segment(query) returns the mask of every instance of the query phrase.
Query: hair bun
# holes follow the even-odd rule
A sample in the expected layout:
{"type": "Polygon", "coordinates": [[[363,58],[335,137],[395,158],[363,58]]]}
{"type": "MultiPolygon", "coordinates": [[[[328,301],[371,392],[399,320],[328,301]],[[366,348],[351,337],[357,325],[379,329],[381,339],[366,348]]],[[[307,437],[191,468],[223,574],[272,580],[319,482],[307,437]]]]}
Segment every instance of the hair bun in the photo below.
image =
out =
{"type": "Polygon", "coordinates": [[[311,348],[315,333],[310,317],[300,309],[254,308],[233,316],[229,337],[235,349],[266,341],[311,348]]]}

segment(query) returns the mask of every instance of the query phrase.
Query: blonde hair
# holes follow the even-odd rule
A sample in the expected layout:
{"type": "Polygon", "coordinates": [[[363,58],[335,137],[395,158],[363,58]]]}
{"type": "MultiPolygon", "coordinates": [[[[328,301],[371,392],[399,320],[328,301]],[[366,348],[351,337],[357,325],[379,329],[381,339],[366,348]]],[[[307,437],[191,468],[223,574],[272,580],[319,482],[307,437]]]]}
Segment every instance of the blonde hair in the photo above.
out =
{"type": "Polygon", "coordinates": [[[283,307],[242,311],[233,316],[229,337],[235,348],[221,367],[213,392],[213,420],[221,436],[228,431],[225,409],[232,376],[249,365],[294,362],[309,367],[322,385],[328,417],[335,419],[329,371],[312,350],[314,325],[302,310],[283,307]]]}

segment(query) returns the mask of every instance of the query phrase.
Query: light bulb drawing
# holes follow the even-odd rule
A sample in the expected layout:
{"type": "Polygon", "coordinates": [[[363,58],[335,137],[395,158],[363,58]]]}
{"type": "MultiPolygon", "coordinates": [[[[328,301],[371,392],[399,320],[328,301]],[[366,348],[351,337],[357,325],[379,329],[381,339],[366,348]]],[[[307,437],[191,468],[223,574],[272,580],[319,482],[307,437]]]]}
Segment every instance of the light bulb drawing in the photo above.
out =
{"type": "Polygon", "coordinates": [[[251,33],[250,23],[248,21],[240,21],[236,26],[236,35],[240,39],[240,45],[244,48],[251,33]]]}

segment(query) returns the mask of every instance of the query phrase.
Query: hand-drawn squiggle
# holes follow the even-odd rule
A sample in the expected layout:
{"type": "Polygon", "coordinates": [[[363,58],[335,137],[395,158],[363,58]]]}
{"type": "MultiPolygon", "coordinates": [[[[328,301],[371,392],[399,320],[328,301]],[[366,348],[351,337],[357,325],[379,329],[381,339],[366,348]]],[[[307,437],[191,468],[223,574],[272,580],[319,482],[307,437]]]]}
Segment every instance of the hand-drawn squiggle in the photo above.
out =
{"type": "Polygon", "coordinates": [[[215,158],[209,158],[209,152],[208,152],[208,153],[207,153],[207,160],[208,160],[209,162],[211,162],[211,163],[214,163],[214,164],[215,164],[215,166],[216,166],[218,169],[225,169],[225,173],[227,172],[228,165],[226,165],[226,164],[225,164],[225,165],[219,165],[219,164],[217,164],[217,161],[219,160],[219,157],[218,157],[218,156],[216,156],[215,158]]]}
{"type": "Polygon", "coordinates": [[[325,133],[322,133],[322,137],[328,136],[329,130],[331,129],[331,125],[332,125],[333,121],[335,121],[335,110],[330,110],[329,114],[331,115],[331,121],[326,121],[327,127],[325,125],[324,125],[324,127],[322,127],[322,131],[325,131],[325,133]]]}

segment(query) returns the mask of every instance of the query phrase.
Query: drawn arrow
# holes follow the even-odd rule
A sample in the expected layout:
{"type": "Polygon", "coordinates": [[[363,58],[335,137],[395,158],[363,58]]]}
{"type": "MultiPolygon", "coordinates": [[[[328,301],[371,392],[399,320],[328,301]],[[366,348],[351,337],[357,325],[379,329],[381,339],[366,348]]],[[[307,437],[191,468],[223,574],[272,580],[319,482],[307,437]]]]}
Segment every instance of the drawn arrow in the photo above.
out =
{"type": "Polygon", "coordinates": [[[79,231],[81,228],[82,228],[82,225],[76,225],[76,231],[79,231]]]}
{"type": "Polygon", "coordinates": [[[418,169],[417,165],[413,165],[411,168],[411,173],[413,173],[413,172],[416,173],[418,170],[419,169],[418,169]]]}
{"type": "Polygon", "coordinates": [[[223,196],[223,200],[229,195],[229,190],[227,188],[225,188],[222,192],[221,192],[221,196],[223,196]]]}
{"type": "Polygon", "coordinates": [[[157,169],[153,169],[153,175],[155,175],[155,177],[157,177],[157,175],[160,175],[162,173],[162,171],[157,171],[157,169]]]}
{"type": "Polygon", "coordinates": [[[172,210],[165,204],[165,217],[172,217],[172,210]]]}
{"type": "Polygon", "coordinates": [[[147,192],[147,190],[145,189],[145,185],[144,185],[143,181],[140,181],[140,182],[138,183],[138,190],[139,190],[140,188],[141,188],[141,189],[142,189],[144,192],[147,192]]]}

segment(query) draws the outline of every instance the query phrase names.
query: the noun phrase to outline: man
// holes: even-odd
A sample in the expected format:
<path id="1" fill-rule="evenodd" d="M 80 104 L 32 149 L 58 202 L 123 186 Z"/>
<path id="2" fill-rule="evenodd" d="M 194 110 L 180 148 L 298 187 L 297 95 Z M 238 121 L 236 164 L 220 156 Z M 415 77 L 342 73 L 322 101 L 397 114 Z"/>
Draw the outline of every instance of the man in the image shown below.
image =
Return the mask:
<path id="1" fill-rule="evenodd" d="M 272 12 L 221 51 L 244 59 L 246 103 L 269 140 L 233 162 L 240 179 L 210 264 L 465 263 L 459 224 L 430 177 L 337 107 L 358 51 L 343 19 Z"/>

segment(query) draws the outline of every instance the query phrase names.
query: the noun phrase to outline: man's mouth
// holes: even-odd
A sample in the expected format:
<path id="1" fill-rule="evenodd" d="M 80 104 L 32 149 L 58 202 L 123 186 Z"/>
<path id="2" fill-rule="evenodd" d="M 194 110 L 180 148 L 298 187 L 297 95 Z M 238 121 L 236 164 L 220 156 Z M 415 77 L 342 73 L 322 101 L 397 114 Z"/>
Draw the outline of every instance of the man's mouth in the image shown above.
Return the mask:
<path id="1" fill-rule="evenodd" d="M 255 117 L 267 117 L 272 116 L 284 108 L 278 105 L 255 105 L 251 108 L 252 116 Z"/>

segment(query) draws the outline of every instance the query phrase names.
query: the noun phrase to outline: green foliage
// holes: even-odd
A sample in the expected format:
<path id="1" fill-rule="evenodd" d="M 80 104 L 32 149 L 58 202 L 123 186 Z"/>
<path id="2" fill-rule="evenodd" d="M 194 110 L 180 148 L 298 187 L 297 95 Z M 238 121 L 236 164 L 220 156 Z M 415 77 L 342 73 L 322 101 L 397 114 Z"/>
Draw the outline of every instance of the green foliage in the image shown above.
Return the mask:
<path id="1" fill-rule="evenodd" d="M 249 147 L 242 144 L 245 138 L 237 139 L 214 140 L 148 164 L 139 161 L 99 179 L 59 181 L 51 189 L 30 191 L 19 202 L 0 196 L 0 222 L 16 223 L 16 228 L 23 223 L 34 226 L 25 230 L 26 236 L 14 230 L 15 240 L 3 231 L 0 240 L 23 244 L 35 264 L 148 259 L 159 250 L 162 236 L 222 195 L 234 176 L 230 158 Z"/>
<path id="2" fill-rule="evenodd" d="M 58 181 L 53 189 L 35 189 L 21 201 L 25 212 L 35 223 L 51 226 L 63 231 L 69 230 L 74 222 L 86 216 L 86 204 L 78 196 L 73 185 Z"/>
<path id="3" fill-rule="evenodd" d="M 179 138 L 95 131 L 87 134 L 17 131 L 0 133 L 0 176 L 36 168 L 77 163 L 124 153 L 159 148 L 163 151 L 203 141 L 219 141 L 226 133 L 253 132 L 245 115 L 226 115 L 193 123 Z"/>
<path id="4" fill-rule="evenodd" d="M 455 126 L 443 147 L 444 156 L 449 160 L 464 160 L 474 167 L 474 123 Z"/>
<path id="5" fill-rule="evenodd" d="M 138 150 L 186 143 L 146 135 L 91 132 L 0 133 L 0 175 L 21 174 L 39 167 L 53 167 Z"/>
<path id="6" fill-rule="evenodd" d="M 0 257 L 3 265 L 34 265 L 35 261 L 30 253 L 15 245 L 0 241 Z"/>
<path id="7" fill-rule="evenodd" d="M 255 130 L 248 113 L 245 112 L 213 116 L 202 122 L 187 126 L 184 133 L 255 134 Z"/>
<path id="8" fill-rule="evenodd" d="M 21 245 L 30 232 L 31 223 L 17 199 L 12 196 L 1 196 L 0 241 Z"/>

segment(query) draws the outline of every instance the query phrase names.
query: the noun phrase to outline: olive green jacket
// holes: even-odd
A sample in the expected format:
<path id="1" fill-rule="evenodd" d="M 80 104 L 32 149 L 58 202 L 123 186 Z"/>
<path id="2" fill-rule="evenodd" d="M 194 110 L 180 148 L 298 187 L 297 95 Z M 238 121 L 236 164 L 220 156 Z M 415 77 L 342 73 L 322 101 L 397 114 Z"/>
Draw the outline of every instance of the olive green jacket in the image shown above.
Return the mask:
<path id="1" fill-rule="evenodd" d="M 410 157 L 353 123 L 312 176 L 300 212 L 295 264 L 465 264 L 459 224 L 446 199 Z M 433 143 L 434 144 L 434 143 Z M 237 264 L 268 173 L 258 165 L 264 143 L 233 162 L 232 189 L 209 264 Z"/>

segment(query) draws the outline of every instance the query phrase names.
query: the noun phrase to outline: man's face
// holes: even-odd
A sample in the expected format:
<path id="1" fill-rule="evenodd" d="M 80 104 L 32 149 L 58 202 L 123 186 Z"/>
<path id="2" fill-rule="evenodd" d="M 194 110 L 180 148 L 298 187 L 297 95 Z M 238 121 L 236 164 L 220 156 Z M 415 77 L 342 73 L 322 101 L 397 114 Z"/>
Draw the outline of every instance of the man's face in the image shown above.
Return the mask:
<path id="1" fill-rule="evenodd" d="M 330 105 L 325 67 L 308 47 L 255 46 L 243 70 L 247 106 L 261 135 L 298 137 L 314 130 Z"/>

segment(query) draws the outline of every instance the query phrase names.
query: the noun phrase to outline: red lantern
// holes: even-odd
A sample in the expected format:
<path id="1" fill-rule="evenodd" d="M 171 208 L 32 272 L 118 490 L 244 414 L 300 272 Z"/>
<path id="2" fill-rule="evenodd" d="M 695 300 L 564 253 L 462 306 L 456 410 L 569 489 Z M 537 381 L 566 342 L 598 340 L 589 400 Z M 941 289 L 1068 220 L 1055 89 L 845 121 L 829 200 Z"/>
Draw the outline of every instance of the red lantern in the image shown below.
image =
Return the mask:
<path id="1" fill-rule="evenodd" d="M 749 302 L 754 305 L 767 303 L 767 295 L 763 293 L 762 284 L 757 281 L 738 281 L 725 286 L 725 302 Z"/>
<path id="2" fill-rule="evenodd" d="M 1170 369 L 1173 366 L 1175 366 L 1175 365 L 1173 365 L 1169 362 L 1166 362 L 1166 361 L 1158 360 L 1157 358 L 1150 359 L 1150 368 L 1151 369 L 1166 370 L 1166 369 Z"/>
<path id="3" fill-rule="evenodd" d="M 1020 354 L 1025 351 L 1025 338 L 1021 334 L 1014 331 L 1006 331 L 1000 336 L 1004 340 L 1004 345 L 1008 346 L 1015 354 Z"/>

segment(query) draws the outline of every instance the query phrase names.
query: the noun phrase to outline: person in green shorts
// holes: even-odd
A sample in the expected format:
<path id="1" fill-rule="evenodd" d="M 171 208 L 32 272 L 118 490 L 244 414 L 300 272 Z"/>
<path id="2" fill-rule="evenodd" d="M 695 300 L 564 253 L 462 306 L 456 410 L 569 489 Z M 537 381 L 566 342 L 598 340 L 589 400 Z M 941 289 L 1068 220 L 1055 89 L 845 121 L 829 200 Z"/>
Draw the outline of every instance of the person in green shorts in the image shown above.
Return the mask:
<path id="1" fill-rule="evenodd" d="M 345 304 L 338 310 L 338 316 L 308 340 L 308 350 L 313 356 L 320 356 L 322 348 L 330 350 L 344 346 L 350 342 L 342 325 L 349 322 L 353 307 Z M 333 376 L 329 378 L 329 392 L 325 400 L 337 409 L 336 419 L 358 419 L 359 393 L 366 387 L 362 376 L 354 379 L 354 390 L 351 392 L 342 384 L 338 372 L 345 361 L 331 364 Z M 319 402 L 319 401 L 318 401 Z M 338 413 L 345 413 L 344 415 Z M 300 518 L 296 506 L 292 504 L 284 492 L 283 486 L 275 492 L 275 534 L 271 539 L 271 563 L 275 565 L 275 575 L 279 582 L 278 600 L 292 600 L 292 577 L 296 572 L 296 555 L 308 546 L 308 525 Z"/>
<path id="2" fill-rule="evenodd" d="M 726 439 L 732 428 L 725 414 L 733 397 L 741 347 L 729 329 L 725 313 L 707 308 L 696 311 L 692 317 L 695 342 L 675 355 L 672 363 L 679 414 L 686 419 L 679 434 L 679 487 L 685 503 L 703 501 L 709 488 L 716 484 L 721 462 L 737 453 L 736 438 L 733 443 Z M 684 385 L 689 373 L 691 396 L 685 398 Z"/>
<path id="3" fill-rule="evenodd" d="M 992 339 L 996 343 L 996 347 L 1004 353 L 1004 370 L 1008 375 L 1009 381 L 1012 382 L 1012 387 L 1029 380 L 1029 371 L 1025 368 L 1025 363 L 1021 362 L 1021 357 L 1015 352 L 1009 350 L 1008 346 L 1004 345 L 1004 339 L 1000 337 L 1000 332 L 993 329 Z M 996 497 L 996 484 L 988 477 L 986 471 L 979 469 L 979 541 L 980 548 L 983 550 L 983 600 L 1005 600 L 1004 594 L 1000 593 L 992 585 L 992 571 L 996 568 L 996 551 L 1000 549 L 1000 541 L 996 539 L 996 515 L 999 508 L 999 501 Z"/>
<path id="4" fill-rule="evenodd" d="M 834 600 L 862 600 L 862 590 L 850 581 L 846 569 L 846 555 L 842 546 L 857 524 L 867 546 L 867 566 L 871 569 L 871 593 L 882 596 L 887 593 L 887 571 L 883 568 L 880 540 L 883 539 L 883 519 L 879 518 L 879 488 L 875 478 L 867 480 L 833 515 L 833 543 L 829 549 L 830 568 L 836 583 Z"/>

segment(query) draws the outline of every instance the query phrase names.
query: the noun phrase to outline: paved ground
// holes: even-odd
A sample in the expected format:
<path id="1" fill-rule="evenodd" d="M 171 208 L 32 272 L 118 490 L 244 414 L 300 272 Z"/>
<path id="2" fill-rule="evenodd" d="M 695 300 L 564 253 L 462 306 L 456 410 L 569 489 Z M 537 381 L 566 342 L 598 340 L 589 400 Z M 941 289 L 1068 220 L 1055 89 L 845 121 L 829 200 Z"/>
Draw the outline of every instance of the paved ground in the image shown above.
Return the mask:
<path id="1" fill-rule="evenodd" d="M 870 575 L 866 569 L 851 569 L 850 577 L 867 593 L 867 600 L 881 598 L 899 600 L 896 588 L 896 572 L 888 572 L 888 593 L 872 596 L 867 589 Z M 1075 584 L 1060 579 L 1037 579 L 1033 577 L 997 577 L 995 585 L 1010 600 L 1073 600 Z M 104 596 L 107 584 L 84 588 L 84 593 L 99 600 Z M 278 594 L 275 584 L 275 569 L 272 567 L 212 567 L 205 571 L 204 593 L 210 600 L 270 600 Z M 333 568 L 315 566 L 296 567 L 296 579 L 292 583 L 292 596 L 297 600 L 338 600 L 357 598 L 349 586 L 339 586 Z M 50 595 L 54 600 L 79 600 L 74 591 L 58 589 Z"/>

* _PROBLEM REQUIREMENTS_
Among the entries above, how many lines contain the string "blonde"? Write the number alone.

* _ANSWER TO THIS PROBLEM_
2